### CONSIGNE A:
Répondez à ces questions à partir de l'article sur Marie Bochet :
(i) Combien de médailles d'or Marie Bochet a-t-elle gagnées en trois Jeux paralympiques ?
(ii) Quelle est l'une des occupations favorites de la skieuse ?
(iii) Quelles deux phrases répétera-t-elle avant de passer le portillon ?
### CONSIGNE B:
Transcrivez un passage de l'article sur Marie Bochet, en partant des mots « Effacée, la déception » et en terminant après les mots « a quatre ans. ».

### EXTRAIT DU TEXTE:
La skieuse a remporté trois titres paralympiques à Pyeongchang (Corée du Sud) et pourrait en obtenir une quatrième, dimanche dans le slalom. Depuis les Jeux de Sotchi, elle est l'un des visages les plus connus du handisport en France.

Article rédigé par Fabien Magnenou
France Télévisions
Publié
Temps de lecture : 6min
La skieuse française Marie Bochet lors de l'un des podiums aux Jeux paralympiques de Pyeongchang (Corée du Sud), le 10 mars 2018. (KARL-JOSEF HILDENBRAND / DPA / AFP)

Marie Bochet a l'habitude de battre ses adversaires à plates coutures. Le tricot, justement, est l'une des occupations favorites de la skieuse française, qui a déjà remporté trois médailles d'or lors des Jeux paralympiques de Pyeongchang (Corée du Sud). Si la championne d'Arêches-Beaufort (Savoie) confectionne parfois des bonnets pour les revendre au profit d'associations caritatives, son talent s'exprime avant tout sur la neige. Huit médailles d'or en trois Jeux paralympiques, 78 victoires en Coupe du monde, 15 titres mondiaux… De fil en aiguille, la championne a conquis le public et les médias, au point d'incarner le visage de la délégation française paralympique.

Effacée, la déception de la manche du super-G du super combiné, mardi, conclue par une sortie de piste. Dès le lendemain, Marie Bochet est allée chercher un nouveau titre paralympique dans le slalom géant. Et après la descente et le super-G, la Française pourrait encore décrocher l'épreuve de slalom, dimanche 18 mars. Elle chaussera ses skis "cinq dossards avant son numéro", puis elle fera cinq flexions, selon une routine qu'elle a dévoilée à nos confrères de francetv sport. Avant de passer le portillon, enfin, elle répétera deux phrases :"Fais-toi plaisir" et "Fais chanter la neige". En cas de succès, elle égalerait son record de Sotchi, il y a quatre ans.

### DONNÉES AFFICHÉES:
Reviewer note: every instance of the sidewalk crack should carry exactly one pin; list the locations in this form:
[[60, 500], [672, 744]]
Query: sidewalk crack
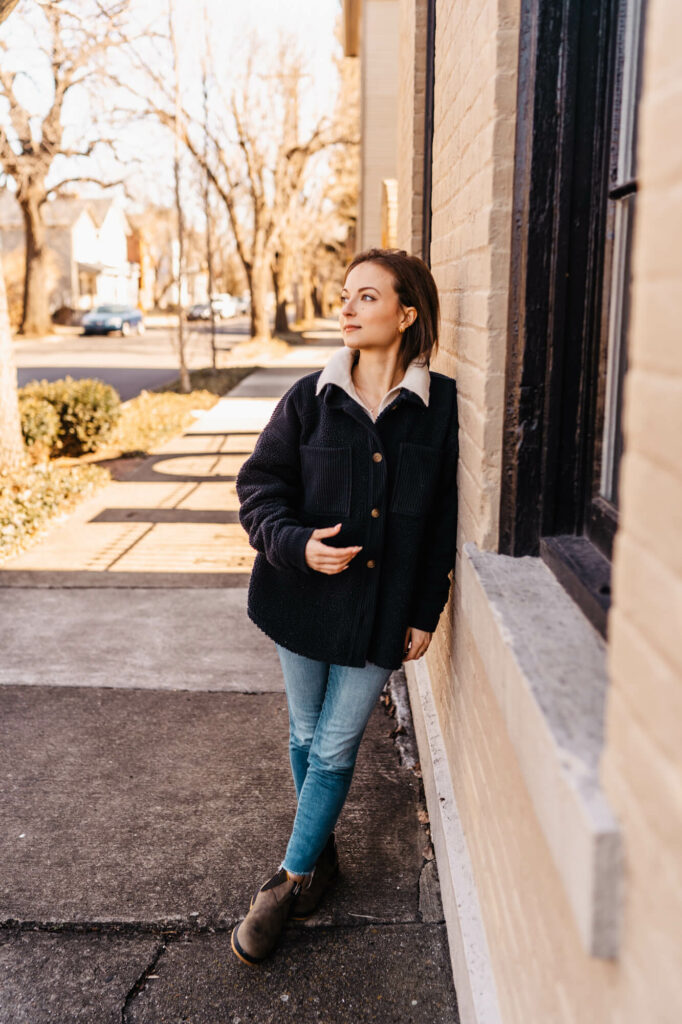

### RÉSULTAT ATTENDU A:
(i) Huit.
(ii) Le tricot.
(iii) « Fais-toi plaisir » et « Fais chanter la neige ».

### RÉSULTAT ATTENDU B:
Effacée, la déception de la manche du super-G du super combiné, mardi, conclue par une sortie de piste. Dès le lendemain, Marie Bochet est allée chercher un nouveau titre paralympique dans le slalom géant. Et après la descente et le super-G, la Française pourrait encore décrocher l'épreuve de slalom, dimanche 18 mars. Elle chaussera ses skis "cinq dossards avant son numéro", puis elle fera cinq flexions, selon une routine qu'elle a dévoilée à nos confrères de francetv sport. Avant de passer le portillon, enfin, elle répétera deux phrases :"Fais-toi plaisir" et "Fais chanter la neige". En cas de succès, elle égalerait son record de Sotchi, il y a quatre ans.